● **AIM**
Copy exactly the run of lines that begins at the line with "For the benchmark card, identify each instance of the orthodox" and ends at the final line of the entries.

(Stored items from a collection)
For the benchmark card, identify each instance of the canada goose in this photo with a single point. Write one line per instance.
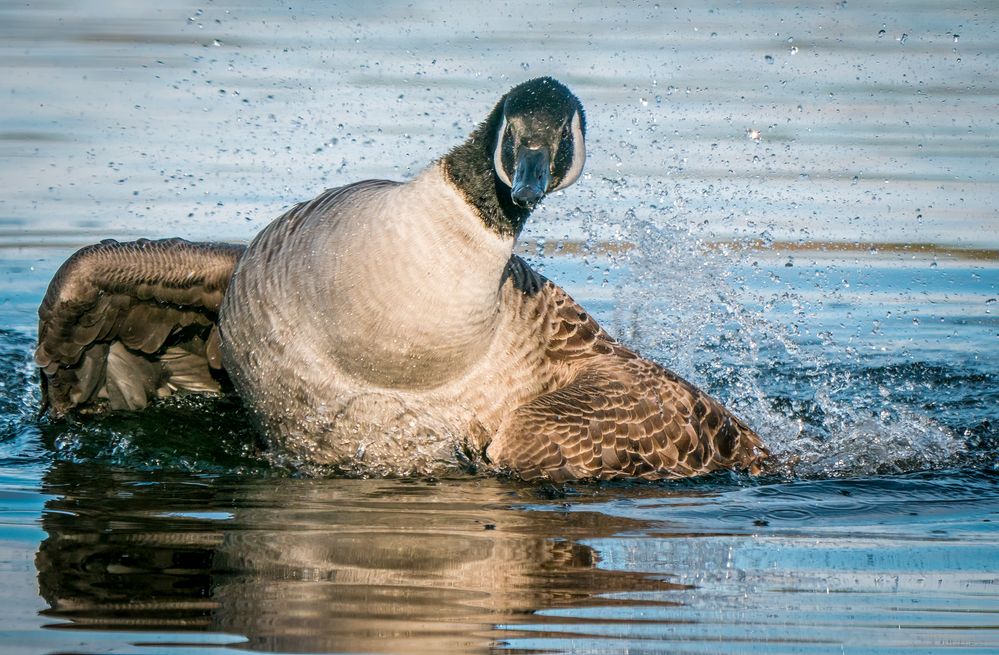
(386, 328)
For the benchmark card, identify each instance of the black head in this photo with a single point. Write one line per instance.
(539, 144)
(531, 144)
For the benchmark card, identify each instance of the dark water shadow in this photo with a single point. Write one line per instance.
(317, 565)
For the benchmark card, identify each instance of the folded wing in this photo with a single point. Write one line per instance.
(616, 414)
(122, 323)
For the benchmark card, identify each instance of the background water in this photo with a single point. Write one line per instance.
(792, 204)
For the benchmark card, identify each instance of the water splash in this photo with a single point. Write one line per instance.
(720, 315)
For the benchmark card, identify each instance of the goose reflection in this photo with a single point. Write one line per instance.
(315, 565)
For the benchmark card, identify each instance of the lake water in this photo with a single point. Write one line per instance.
(796, 207)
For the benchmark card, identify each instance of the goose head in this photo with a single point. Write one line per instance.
(540, 141)
(532, 143)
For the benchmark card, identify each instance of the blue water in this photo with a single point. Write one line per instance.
(833, 278)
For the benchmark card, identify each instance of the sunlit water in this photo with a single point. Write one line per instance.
(793, 207)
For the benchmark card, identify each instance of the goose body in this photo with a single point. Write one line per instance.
(387, 328)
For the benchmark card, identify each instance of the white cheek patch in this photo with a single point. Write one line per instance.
(578, 153)
(498, 155)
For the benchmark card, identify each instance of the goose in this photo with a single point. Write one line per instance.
(386, 328)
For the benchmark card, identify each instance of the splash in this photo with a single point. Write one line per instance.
(720, 315)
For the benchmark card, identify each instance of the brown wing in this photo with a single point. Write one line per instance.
(124, 322)
(617, 414)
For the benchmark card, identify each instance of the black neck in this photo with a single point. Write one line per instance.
(469, 166)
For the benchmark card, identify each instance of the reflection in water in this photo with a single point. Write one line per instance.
(316, 565)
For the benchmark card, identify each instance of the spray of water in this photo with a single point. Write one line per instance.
(691, 305)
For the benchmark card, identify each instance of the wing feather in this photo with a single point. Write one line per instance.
(614, 414)
(124, 322)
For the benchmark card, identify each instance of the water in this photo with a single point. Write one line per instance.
(793, 206)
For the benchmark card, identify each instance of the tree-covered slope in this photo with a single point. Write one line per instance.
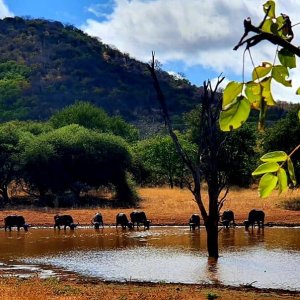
(45, 65)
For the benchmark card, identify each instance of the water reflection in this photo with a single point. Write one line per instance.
(172, 254)
(212, 270)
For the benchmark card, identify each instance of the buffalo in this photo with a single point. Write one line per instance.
(139, 217)
(227, 218)
(121, 219)
(194, 221)
(17, 221)
(64, 220)
(255, 216)
(97, 221)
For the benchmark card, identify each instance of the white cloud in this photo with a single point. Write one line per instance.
(197, 32)
(4, 11)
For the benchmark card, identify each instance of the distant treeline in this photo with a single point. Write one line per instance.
(80, 149)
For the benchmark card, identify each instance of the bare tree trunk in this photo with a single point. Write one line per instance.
(208, 149)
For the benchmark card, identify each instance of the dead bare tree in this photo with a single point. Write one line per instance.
(206, 166)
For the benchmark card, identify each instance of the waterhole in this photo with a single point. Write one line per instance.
(266, 258)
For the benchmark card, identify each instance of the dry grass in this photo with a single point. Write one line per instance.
(37, 289)
(170, 207)
(163, 206)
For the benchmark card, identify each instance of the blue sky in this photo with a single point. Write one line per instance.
(193, 37)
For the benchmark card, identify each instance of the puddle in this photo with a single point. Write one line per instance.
(266, 258)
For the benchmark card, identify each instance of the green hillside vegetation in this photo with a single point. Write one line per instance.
(46, 65)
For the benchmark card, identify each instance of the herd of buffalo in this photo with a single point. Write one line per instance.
(137, 218)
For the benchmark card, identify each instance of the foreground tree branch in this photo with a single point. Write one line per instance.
(263, 36)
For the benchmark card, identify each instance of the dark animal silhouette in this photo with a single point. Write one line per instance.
(255, 216)
(64, 220)
(227, 218)
(97, 221)
(18, 221)
(139, 217)
(121, 219)
(194, 221)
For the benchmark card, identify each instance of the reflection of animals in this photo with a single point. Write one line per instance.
(97, 221)
(64, 220)
(255, 216)
(227, 218)
(17, 221)
(194, 221)
(121, 219)
(139, 217)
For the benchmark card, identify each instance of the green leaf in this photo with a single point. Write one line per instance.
(235, 115)
(231, 91)
(270, 4)
(267, 184)
(292, 171)
(282, 180)
(261, 71)
(279, 22)
(253, 91)
(280, 73)
(268, 167)
(267, 26)
(287, 58)
(274, 156)
(266, 92)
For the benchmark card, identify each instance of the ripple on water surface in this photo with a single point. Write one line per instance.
(263, 268)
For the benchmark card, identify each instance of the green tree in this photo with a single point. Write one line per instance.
(240, 97)
(275, 138)
(161, 162)
(71, 157)
(89, 116)
(237, 156)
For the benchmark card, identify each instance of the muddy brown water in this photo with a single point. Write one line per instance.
(268, 258)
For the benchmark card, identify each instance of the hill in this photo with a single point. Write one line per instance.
(45, 65)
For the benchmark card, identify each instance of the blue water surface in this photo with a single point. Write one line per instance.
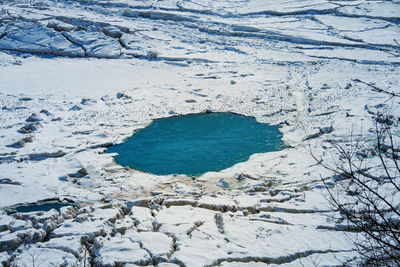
(197, 143)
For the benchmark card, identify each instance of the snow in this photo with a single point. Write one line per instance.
(94, 72)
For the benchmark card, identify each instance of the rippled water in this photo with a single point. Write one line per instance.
(197, 143)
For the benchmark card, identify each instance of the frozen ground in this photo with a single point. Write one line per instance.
(76, 76)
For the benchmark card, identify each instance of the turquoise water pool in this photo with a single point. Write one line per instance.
(197, 143)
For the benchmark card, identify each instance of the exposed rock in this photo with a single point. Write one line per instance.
(111, 31)
(117, 251)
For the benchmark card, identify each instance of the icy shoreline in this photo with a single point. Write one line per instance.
(295, 64)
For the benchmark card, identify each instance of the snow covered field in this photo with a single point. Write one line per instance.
(77, 76)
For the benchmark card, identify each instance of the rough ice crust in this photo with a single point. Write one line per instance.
(77, 76)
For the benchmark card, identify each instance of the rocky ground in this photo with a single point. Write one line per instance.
(78, 76)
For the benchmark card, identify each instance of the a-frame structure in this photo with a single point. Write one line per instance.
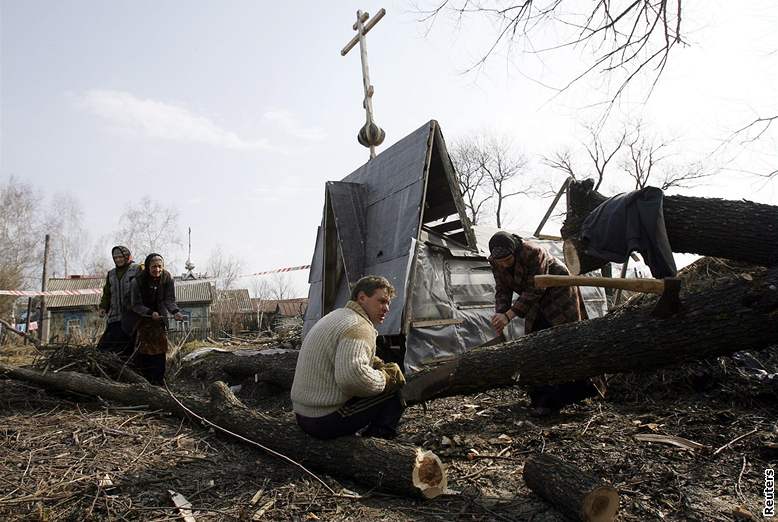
(374, 218)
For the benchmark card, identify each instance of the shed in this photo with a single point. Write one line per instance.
(401, 216)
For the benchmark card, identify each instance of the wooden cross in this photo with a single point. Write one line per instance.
(370, 135)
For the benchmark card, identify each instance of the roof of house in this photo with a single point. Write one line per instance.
(191, 292)
(373, 216)
(232, 301)
(285, 307)
(74, 283)
(186, 292)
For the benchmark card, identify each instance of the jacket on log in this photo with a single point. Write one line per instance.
(630, 222)
(557, 305)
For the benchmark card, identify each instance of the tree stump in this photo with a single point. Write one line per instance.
(575, 493)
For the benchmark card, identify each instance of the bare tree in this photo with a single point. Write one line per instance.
(224, 268)
(64, 223)
(503, 166)
(625, 38)
(491, 169)
(630, 154)
(473, 181)
(643, 155)
(21, 239)
(148, 226)
(97, 256)
(282, 287)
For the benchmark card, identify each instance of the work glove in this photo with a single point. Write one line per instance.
(394, 376)
(377, 363)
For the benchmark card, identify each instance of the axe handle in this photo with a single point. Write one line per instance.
(652, 286)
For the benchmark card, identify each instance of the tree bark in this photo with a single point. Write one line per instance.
(732, 314)
(275, 368)
(575, 493)
(23, 335)
(376, 463)
(739, 230)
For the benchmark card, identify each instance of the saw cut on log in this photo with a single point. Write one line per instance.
(375, 463)
(740, 230)
(575, 493)
(731, 314)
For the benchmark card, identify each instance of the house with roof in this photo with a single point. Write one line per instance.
(73, 319)
(232, 312)
(273, 314)
(194, 298)
(401, 216)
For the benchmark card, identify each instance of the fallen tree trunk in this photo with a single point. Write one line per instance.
(376, 463)
(740, 230)
(274, 366)
(732, 314)
(575, 493)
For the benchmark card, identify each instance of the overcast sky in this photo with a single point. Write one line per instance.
(237, 112)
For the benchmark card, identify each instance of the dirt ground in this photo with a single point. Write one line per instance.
(64, 457)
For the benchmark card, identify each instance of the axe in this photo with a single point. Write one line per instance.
(668, 288)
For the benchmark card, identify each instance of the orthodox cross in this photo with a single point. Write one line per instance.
(370, 135)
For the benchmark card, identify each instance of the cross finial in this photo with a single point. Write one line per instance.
(370, 135)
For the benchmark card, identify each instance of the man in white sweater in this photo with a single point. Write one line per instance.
(340, 386)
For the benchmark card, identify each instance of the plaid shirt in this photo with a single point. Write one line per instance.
(557, 305)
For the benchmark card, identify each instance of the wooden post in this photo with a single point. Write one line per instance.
(362, 26)
(43, 324)
(29, 311)
(623, 275)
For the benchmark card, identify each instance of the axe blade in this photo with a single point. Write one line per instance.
(669, 302)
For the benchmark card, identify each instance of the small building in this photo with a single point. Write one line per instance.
(232, 312)
(73, 319)
(274, 314)
(194, 298)
(401, 216)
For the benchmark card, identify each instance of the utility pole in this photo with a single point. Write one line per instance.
(370, 135)
(43, 326)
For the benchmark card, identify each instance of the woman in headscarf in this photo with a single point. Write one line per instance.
(153, 298)
(514, 263)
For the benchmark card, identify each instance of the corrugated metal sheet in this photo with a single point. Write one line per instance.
(186, 293)
(189, 292)
(74, 301)
(232, 301)
(284, 307)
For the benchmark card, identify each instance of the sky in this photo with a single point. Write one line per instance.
(236, 113)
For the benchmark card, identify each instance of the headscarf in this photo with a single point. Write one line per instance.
(150, 286)
(149, 259)
(502, 244)
(124, 251)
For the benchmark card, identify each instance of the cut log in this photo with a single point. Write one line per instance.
(729, 315)
(272, 366)
(375, 463)
(739, 230)
(575, 493)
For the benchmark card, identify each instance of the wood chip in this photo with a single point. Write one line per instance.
(670, 439)
(183, 505)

● **REPLY**
For the benchmark card, identify each instance of the orthodox cross in this photo with a single point. Write one line per instance.
(370, 135)
For the benchmark card, identify each instance of the cross finial in this photo with a single point. Write one line per instance.
(370, 135)
For the benchmark card, identify each instance of the man in white sweater in this photo with a single point. Write one line per instance.
(340, 386)
For the benchmark card, identify each instance of the plaid shirt in this photo with a single point. Write one line per instance.
(557, 305)
For the benchmark card, identify each instance of the wooden post in this photo with a single point. Write one line per instance.
(362, 26)
(43, 324)
(29, 311)
(623, 275)
For the benchmark card, identify each instance of the axe blade in this photo with a single point. Write one line per instance.
(669, 302)
For the benchmark card, identify each instance of the small building in this photo with a single point. Write one line per instance.
(232, 312)
(73, 319)
(274, 314)
(194, 298)
(401, 216)
For the benchmark card, identify each instance of the utility pole in this photo with a single point. Write one line per instance.
(370, 135)
(43, 326)
For the benchmark card, identify each instance of the woman in headscarf in this photo with a single point. Write one line per instance.
(153, 298)
(514, 263)
For the benchmark card, identify each instance of the corrugated metal sheet in this photo with a single point. Write one line per instance.
(186, 293)
(189, 292)
(74, 301)
(232, 301)
(284, 307)
For the benchmark card, identify each instance of the sky in this photo with a single point. Write one line per instance.
(236, 113)
For the benchmark card, identify each instance of the headscarf in this photo with a single point. Write one line per instance.
(150, 286)
(149, 259)
(502, 244)
(124, 251)
For the benchmark card, identify each instance of the cut log in this photo with a single point. Write one line per instance.
(729, 315)
(272, 366)
(375, 463)
(739, 230)
(575, 493)
For the benchmark card, identify each instance of the wood chip in this photo with a single point. Write one line per instance.
(670, 439)
(183, 505)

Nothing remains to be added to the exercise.